# Stocking new 125 gal w/ haps, mbuna, and peacocks?



## silvergould (Oct 9, 2014)

I was just given a 125 gallon and am hoping to stick it with some colourful cichlids that can breed without too much worry of hybridization, ideally ones where the females are somewhereat different, but I do want one or two breeds of peacock if possible. I plan on running tons of filtration so I can overstock a bit to help with aggression (1200gph). I like lesser known (eg not yellow lab) I'm looking for stocking opinions, I've only recently started searching for cichlid species on here and some I like are:
Copadichromis verdunyi , narangu- because of females looks
Placidochromis sp phenchilus tanzania
Otopharynx lithobates
Ngara flame tail peacock
Aulonacara stuartgranti cobue
Etc
Thanks for your input, and the background and sand are going to be black so I'd prefer no dark dark fish.


----------



## silvergould (Oct 9, 2014)

I should also mention I'm not opposed to putting a Victoria or tanganyikan species as well.


----------



## DJRansome (Oct 29, 2005)

Two species of peacocks are pretty much guaranteed to crossbreed and once mixed, you would be unable to ID the separate species of females and so would be unable to sell or give them away. The species you've got so far should work well together. You will have 4 colorful fish and the rest silver.


----------



## pfoster74 (May 13, 2012)

DJRansome said:


> Two species of peacocks are pretty much guaranteed to crossbreed and once mixed, you would be unable to ID the separate species of females and so would be unable to sell or give them away. The species you've got so far should work well together. You will have 4 colorful fish and the rest silver.


i see alot of posts where people say dont put this peacock with that peacock they will hybridize. so how do they stay pure in the wild if the females all look the same.


----------



## rennsport2011 (Oct 21, 2013)

pfoster74 said:


> DJRansome said:
> 
> 
> > Two species of peacocks are pretty much guaranteed to crossbreed and once mixed, you would be unable to ID the separate species of females and so would be unable to sell or give them away. The species you've got so far should work well together. You will have 4 colorful fish and the rest silver.
> ...


Mostly they live in geographically separate locations.


----------



## Deeda (Oct 12, 2012)

rennsport2011 said:


> Mostly they live in geographically separate locations.


+1 and even if two species or sub species were in the same general location, there are usually enough males and females present to avoid cross breeding.


----------



## pfoster74 (May 13, 2012)

ty very interesting


----------



## silvergould (Oct 9, 2014)

Thanks for the replies


----------

> _Tasks to perform_:
1. Name every username that appears as the author of a post in the forum thread.
2. Reproduce a passage of the forum thread word for word: begin at the words "I was just given" and stop after "dark dark fish.".
Rely on the forum thread alone.

> _Extracted information_:
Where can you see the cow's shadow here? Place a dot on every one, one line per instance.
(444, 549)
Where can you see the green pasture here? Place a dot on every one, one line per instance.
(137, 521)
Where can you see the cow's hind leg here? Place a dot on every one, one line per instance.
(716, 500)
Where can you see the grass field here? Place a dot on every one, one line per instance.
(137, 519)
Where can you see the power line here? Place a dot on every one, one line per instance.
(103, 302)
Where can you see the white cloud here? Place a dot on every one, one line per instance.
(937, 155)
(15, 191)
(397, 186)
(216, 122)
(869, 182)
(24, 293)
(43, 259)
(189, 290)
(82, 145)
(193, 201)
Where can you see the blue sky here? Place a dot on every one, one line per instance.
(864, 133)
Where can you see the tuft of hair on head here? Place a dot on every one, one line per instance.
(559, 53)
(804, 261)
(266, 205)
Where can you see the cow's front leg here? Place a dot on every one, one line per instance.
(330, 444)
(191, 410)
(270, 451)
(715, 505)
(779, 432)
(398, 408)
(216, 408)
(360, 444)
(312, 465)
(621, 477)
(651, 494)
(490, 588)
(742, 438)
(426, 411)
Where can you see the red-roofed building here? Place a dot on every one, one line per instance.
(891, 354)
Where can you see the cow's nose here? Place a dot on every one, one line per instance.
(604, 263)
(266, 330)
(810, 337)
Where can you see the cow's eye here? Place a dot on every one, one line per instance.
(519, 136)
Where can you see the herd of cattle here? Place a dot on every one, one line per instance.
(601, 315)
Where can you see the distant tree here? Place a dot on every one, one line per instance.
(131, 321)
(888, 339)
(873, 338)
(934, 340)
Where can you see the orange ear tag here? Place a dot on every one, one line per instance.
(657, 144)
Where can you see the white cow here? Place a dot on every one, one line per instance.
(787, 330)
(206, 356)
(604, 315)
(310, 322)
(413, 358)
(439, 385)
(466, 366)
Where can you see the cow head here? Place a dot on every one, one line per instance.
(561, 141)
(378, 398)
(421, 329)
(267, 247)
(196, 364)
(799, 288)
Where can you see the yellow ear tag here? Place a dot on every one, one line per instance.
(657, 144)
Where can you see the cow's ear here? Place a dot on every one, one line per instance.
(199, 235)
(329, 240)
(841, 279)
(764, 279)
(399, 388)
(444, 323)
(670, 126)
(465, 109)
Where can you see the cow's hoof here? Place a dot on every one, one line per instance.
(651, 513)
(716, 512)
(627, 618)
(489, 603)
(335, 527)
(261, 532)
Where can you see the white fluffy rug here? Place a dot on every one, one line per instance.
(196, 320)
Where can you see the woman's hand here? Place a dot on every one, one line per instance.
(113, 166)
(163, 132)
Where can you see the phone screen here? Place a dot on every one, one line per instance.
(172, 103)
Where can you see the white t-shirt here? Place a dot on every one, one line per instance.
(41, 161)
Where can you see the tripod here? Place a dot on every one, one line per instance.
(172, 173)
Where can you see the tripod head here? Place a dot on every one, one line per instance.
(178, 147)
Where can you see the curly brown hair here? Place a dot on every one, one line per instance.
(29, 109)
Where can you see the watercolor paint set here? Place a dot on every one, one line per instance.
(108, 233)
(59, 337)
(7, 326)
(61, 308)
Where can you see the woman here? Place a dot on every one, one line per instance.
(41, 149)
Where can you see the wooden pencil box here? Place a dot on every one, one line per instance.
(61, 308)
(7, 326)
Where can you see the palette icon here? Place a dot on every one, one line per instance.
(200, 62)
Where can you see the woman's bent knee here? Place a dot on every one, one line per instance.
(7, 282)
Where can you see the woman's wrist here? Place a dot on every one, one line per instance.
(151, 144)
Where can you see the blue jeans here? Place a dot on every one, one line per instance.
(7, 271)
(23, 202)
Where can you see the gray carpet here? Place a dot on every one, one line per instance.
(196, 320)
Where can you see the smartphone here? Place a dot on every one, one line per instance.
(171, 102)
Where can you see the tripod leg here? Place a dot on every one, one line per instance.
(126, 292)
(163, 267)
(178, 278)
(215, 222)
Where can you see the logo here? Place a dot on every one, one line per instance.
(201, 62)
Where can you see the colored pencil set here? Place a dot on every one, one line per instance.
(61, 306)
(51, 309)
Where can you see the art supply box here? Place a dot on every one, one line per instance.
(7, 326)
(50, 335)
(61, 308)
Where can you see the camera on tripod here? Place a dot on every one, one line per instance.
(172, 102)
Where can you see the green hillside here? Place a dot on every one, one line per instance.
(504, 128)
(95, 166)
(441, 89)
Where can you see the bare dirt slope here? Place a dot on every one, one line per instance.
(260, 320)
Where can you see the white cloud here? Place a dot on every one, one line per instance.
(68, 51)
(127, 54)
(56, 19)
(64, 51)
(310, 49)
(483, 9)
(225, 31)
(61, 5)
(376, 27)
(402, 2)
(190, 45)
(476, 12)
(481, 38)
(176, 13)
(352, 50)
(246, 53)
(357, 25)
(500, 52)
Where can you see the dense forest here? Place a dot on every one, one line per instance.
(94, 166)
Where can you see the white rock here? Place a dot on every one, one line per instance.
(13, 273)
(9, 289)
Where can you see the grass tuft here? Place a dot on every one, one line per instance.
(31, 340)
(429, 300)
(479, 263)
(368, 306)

> _Per-task answers_:
1. silvergould, DJRansome, pfoster74, rennsport2011, Deeda

2.
I was just given a 125 gallon and am hoping to stick it with some colourful cichlids that can breed without too much worry of hybridization, ideally ones where the females are somewhereat different, but I do want one or two breeds of peacock if possible. I plan on running tons of filtration so I can overstock a bit to help with aggression (1200gph). I like lesser known (eg not yellow lab) I'm looking for stocking opinions, I've only recently started searching for cichlid species on here and some I like are:
Copadichromis verdunyi , narangu- because of females looks
Placidochromis sp phenchilus tanzania
Otopharynx lithobates
Ngara flame tail peacock
Aulonacara stuartgranti cobue
Etc
Thanks for your input, and the background and sand are going to be black so I'd prefer no dark dark fish.